## WORK REQUEST A
List the usernames that appear as post headings in the forum thread below.

## EXCERPTED PASSAGE

# # # # # # #

Driving in the UK with non-UK number plates : Directgov - Motoring

although you'd probably be OK driving it to the ferry 



> UK residents driving non-UK cars in the UK
> 
> UK residents are not allowed to use non-UK registered vehicles on UK roads. The only exceptions are:
> 
> if you work in another EU member state and use an EU-registered company car temporarily in the UK for business and private purposes
> if you lease an EU-registered car and use this temporarily in the UK


----------



## walker07

So do you think I'd be ok driving back up from Basingstoke to Scotland with the vehicle once I purchased it, then driving back down to the ferry 2 months later? I could hold on to my UK reg car to use while still here until it was time to leave.


----------



## Seb*

walker07 said:


> So do you think I'd be ok driving back up from Basingstoke to Scotland with the vehicle once I purchased it, then driving back down to the ferry 2 months later? I could hold on to my UK reg car to use while still here until it was time to leave.


Well up to Scotland it would not be legal. On leaving the UK you can explain the situation and show your ferry ticket as prove. I would be surprised if a police officer would stop you leaving the country.

Personally I would risk it, what is the chance that you get stopped by the police? But I would recommend that you have insurance for the car, when you drive it up to Scotland. On top of that I would carry as much prove/documentation as possible to explain, that you are planning to move to Spain (NIE number, maybe even a pre-booked ferry ticket etc.). Police officers are humans and usually very understanding if presented with the right explanation (with proof) in a friendly manner.


----------



## xabiaxica

walker07 said:


> So do you think I'd be ok driving back up from Basingstoke to Scotland with the vehicle once I purchased it, then driving back down to the ferry 2 months later? I could hold on to my UK reg car to use while still here until it was time to leave.

# # # # # # #

## DATA FOR ANALYSIS
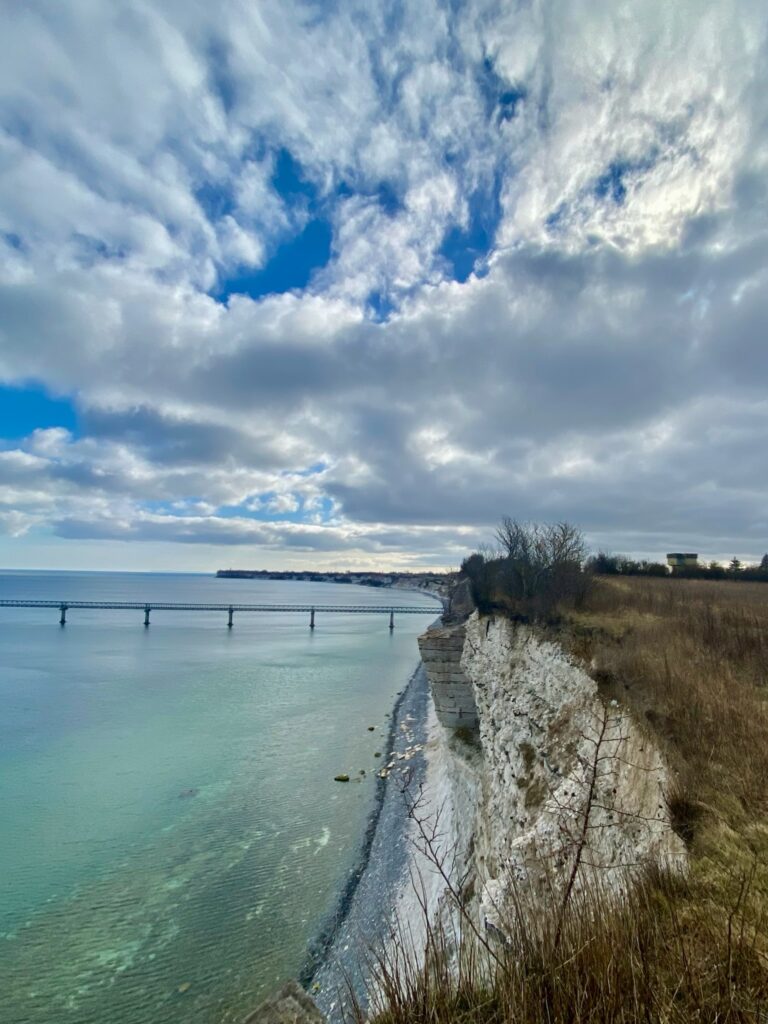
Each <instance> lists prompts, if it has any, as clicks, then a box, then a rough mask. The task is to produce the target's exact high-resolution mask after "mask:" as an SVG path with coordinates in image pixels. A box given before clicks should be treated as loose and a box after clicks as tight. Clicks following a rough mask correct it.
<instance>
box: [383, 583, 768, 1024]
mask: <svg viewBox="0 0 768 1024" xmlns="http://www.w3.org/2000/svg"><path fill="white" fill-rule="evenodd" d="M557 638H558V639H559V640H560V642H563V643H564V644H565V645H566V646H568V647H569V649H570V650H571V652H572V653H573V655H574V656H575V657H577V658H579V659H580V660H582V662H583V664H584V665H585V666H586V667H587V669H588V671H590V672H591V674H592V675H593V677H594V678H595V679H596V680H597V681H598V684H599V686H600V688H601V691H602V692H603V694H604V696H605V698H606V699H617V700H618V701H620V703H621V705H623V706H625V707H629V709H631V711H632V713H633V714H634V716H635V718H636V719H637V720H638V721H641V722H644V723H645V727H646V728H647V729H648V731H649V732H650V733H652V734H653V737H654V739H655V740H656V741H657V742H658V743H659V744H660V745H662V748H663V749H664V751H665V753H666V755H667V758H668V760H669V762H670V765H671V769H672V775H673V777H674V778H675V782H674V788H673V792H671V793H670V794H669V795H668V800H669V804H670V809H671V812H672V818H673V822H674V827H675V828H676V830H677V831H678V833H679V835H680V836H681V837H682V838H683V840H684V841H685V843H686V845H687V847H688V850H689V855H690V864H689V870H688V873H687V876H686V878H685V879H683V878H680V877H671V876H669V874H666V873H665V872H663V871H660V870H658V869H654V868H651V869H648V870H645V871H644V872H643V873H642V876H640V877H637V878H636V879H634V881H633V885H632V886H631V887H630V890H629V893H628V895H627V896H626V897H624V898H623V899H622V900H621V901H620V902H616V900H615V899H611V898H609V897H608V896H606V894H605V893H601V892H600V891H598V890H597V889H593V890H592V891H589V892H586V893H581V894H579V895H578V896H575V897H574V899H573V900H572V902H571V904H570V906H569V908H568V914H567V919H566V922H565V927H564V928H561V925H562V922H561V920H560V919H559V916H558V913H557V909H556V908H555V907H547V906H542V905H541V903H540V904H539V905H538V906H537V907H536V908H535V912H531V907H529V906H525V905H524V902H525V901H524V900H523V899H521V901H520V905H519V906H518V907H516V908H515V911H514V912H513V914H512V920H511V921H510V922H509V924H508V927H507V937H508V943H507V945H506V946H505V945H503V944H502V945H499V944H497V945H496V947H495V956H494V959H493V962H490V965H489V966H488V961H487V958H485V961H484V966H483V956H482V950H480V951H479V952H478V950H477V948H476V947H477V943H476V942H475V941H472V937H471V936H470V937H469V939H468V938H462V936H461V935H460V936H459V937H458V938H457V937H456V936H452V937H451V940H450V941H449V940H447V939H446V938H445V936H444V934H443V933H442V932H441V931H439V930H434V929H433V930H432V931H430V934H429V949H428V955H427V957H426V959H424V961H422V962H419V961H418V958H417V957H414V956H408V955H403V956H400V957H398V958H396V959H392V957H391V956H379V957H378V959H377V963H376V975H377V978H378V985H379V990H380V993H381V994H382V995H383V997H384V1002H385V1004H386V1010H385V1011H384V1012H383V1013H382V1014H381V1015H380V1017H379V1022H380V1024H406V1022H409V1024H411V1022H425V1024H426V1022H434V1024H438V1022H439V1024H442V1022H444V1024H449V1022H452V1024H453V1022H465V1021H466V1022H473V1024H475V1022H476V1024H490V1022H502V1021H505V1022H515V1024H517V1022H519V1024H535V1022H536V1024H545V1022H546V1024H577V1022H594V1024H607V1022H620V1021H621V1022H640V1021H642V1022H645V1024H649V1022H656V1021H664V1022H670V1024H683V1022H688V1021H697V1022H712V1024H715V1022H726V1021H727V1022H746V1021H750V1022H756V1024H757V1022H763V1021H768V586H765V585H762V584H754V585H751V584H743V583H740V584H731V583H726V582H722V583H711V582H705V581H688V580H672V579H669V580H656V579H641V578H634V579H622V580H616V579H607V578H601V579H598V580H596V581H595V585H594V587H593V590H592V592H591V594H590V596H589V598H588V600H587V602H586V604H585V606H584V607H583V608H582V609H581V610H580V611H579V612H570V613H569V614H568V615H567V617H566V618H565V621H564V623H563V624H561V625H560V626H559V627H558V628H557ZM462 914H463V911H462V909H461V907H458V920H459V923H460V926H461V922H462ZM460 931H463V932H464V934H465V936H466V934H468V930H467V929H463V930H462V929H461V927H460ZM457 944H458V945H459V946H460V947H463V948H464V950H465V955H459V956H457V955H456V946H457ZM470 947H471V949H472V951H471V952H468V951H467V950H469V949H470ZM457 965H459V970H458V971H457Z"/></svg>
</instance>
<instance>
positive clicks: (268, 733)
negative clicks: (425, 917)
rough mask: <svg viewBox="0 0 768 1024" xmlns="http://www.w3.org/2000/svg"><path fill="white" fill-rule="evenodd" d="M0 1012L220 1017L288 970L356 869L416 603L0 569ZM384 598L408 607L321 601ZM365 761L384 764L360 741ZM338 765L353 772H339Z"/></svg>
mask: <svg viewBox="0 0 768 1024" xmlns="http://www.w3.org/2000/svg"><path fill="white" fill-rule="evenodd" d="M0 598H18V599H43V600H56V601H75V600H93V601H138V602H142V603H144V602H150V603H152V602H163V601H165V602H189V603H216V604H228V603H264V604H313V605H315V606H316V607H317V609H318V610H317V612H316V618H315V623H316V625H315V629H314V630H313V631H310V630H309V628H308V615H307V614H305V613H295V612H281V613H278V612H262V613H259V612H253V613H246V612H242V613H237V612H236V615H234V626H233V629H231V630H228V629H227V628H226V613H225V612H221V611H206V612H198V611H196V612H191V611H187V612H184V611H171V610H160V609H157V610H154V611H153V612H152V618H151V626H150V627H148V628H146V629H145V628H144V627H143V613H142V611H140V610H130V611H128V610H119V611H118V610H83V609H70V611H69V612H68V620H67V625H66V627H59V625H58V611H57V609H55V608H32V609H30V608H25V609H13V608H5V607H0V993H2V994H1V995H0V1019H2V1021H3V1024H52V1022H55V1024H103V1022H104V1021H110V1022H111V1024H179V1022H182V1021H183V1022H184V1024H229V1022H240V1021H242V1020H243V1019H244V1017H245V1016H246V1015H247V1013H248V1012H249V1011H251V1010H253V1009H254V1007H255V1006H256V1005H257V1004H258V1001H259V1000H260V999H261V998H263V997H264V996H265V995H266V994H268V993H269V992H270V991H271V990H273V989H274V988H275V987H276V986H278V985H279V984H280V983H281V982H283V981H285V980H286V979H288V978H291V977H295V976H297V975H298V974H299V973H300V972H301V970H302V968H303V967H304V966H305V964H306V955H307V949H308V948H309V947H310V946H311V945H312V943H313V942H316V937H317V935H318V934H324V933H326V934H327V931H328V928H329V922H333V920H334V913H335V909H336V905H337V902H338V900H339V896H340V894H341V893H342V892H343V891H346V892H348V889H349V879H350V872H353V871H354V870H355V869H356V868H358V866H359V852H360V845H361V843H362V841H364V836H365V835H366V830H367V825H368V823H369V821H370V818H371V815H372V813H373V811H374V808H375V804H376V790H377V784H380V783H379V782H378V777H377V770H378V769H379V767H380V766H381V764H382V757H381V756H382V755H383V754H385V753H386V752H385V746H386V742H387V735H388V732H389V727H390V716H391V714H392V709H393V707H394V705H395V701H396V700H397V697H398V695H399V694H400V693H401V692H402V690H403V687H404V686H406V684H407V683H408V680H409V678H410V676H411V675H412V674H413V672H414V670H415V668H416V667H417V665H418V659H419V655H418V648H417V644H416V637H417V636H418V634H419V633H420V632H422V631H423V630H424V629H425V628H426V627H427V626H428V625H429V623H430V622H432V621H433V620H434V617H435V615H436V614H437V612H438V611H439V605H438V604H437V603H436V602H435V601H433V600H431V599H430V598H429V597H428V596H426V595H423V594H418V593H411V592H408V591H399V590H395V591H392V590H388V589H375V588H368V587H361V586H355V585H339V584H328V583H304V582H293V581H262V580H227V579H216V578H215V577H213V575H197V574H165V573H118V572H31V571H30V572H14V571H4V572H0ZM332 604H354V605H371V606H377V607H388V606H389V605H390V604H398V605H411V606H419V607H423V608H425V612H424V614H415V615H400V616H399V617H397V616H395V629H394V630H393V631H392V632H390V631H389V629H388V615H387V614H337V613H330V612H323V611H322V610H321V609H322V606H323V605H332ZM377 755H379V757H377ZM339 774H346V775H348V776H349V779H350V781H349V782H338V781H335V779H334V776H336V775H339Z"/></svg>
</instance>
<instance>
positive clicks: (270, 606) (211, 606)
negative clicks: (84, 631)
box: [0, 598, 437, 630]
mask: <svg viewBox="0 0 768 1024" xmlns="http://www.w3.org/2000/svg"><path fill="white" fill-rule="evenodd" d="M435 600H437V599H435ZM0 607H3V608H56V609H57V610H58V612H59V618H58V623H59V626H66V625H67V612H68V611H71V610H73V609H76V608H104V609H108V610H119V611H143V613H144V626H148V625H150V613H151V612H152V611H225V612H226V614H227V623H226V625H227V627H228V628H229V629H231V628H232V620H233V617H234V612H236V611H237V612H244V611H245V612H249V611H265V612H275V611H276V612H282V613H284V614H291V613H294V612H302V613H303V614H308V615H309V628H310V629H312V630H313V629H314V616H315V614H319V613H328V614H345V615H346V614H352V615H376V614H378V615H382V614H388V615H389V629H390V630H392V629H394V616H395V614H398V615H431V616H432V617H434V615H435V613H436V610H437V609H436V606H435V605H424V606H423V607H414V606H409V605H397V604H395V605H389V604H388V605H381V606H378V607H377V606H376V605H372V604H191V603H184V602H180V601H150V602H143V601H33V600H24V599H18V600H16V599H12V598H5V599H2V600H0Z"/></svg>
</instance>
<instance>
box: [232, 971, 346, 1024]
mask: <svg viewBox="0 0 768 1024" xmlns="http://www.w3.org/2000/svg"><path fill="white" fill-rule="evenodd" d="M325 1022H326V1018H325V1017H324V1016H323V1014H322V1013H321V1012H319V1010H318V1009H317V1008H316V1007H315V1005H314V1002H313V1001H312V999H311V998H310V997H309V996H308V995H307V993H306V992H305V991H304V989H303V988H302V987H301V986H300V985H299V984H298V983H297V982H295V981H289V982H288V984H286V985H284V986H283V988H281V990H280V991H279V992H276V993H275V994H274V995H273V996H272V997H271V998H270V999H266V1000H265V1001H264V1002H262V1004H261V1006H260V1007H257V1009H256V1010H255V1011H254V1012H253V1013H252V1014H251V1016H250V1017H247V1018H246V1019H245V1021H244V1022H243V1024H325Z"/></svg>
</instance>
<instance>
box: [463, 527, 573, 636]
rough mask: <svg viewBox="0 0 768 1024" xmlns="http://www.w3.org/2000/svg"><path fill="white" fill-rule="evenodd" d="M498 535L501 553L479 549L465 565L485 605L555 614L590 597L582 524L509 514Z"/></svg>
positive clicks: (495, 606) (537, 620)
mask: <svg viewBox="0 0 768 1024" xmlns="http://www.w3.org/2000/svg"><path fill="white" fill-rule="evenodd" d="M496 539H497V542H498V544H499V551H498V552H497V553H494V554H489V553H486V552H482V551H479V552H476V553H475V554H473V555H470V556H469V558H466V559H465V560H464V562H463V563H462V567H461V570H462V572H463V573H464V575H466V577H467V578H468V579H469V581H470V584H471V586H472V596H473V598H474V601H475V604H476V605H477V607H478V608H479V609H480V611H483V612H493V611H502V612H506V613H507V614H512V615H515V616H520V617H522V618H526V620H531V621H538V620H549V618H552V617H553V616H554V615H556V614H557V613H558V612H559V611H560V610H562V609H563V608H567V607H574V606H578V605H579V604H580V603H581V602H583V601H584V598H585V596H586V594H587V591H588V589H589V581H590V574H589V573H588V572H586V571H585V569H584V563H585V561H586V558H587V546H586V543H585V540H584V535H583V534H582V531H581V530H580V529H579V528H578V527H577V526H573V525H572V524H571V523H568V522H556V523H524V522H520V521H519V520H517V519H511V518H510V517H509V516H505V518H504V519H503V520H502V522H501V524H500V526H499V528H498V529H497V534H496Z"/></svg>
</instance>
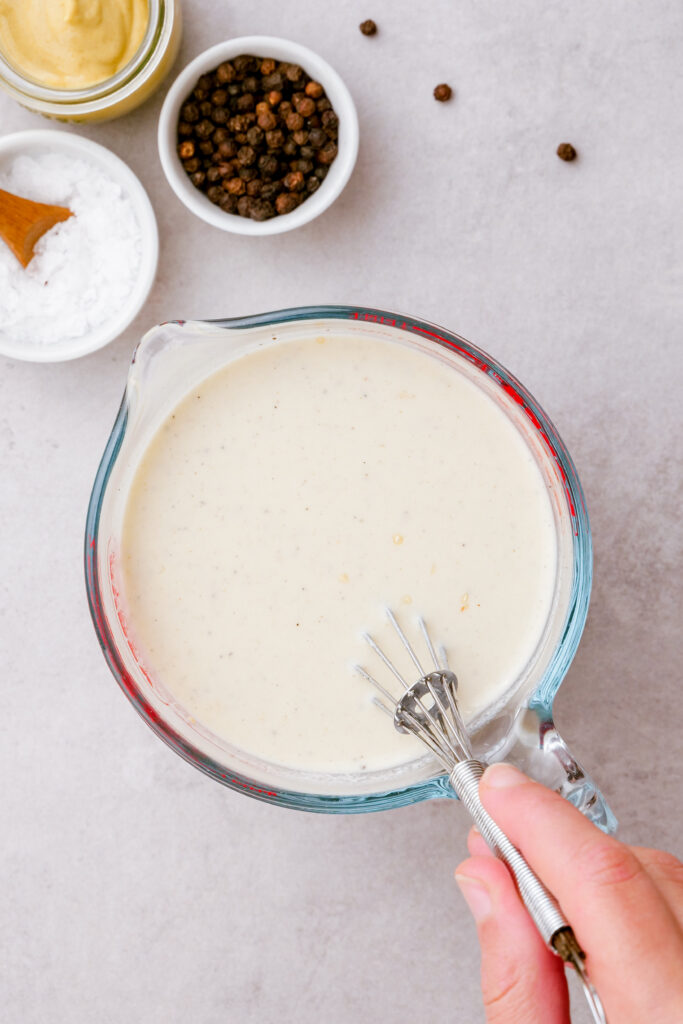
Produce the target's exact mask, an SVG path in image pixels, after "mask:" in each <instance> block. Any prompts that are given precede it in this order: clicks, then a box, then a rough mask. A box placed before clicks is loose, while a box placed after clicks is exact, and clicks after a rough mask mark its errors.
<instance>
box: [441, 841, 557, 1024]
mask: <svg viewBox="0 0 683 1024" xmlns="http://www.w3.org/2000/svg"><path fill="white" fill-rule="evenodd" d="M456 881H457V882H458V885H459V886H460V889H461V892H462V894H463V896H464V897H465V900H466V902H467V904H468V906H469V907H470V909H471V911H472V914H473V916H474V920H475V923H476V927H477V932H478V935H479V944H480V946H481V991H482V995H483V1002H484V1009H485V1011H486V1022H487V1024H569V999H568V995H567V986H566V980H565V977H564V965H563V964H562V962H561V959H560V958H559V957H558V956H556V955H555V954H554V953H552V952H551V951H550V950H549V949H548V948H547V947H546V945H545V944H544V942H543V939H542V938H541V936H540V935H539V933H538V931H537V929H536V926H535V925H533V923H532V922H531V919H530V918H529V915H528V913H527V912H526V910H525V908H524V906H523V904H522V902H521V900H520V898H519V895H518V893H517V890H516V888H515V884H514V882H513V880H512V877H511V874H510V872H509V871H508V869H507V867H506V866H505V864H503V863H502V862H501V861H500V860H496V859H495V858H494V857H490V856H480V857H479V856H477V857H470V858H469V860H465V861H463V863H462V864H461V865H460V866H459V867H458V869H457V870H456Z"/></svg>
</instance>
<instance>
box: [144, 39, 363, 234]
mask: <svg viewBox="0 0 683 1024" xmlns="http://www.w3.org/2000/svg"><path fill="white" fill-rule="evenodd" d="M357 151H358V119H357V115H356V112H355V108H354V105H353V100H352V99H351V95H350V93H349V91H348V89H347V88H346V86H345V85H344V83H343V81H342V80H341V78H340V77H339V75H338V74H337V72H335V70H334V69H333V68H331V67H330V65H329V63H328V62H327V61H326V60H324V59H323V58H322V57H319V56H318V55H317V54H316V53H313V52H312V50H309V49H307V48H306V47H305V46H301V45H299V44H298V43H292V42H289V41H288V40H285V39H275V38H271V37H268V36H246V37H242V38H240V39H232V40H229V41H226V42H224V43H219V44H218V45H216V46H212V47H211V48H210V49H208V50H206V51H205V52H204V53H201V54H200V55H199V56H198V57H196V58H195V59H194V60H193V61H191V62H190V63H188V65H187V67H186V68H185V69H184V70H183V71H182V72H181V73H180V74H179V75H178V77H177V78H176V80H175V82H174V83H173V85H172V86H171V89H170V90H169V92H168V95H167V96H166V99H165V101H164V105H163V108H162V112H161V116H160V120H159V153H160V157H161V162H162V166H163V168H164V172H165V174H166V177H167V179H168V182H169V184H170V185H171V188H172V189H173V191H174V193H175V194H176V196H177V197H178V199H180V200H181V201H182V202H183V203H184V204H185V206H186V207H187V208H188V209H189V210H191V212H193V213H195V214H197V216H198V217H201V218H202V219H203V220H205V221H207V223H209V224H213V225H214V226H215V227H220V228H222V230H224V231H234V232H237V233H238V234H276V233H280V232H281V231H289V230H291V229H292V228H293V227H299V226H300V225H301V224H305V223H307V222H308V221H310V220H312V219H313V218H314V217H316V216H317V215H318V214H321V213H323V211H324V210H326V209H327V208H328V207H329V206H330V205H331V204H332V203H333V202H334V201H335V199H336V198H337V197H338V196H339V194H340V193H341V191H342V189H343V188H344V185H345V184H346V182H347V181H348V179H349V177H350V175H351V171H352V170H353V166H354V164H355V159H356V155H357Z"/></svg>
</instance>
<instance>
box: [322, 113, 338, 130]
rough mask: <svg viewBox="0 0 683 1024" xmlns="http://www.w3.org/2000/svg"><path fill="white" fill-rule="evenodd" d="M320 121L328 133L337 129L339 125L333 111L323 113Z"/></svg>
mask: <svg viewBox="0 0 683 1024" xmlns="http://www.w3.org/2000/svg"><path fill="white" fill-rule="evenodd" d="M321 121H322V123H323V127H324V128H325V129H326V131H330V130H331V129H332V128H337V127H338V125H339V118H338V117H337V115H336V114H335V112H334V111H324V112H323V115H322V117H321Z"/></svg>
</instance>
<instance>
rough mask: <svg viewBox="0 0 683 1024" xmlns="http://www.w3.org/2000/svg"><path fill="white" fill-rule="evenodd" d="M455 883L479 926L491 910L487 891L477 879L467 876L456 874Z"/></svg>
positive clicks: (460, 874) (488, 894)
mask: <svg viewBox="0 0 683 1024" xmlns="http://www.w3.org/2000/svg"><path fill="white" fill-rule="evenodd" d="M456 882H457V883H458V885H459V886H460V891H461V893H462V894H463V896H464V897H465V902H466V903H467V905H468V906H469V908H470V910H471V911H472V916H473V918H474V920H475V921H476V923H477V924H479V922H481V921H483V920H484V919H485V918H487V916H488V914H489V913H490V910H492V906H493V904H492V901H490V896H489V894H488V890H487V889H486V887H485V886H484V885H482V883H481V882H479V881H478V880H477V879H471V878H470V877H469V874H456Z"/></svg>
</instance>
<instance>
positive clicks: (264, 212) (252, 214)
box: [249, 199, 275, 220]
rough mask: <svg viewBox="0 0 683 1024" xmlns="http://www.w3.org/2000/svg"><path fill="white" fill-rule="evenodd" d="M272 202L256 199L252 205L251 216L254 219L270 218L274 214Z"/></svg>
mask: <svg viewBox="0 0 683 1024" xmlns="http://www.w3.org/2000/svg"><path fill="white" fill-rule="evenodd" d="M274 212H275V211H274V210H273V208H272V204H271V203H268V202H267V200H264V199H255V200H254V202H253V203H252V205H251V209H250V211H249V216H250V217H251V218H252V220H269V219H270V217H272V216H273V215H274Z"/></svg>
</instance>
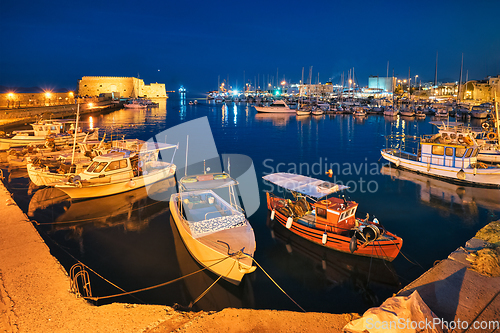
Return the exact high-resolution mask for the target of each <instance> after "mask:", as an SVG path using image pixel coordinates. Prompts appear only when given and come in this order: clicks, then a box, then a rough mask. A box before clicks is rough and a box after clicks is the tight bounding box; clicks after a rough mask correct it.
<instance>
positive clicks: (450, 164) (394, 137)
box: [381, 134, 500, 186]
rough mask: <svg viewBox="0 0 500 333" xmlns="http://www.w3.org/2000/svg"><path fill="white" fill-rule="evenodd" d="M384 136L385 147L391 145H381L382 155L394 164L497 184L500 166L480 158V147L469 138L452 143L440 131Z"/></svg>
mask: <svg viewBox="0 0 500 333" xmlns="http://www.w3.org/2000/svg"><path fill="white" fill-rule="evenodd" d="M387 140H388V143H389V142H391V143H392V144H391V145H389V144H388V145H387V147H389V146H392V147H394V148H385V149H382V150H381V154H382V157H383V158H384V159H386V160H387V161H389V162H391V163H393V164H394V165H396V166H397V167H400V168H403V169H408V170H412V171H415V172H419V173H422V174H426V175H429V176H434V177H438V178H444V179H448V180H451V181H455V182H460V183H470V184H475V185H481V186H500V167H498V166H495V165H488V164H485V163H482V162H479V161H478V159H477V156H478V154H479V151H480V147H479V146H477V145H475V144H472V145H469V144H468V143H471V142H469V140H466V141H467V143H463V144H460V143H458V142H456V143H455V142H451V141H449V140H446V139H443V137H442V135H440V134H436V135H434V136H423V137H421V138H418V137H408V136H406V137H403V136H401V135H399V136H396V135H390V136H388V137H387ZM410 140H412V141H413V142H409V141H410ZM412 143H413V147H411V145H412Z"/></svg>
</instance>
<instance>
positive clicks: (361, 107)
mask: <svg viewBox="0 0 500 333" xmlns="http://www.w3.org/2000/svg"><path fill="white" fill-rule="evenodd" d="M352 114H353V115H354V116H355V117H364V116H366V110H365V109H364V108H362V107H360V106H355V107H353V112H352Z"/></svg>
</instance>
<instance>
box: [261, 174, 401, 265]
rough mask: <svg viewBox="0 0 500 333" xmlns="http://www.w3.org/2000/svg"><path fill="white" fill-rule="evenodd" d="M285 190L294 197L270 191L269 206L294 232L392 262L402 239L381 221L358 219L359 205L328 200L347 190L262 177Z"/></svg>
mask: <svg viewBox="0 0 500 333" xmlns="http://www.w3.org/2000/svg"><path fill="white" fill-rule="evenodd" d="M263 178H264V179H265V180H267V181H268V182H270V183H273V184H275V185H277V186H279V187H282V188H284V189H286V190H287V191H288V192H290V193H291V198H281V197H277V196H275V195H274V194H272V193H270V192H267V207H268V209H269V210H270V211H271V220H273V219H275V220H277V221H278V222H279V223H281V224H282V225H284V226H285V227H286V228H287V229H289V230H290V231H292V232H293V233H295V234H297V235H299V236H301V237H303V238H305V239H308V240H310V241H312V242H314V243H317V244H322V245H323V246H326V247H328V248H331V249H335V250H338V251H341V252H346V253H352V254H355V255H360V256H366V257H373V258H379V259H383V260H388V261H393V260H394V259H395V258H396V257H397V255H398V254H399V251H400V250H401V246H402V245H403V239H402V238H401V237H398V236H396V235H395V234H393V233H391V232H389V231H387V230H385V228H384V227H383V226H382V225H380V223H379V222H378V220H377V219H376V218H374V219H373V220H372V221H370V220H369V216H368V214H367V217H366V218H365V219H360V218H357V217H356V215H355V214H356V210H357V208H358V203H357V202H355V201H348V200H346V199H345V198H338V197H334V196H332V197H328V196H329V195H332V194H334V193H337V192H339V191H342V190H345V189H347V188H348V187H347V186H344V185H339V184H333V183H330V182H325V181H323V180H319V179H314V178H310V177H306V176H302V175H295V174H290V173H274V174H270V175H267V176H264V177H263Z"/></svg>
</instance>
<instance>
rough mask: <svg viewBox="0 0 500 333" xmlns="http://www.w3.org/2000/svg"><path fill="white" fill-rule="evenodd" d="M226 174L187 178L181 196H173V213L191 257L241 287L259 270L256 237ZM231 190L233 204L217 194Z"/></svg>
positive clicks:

# # # # # # #

## WORK REQUEST B
Please copy the rows above word for word, everything from the start of the rows down to the line containing "box: [383, 583, 768, 1024]", with both ends included and the pictures left out.

## RESPONSE BOX A
walker07
Seb*
xabiaxica

## RESPONSE BOX B
Each <instance> lists prompts, if it has any, as clicks, then a box, then a rough mask. The task is to produce the target's exact high-resolution mask after "mask:" as an SVG path with coordinates in image pixels. A box given before clicks should be treated as loose and a box after clicks as tight. Clicks following a rough mask correct it.
<instance>
box: [383, 583, 768, 1024]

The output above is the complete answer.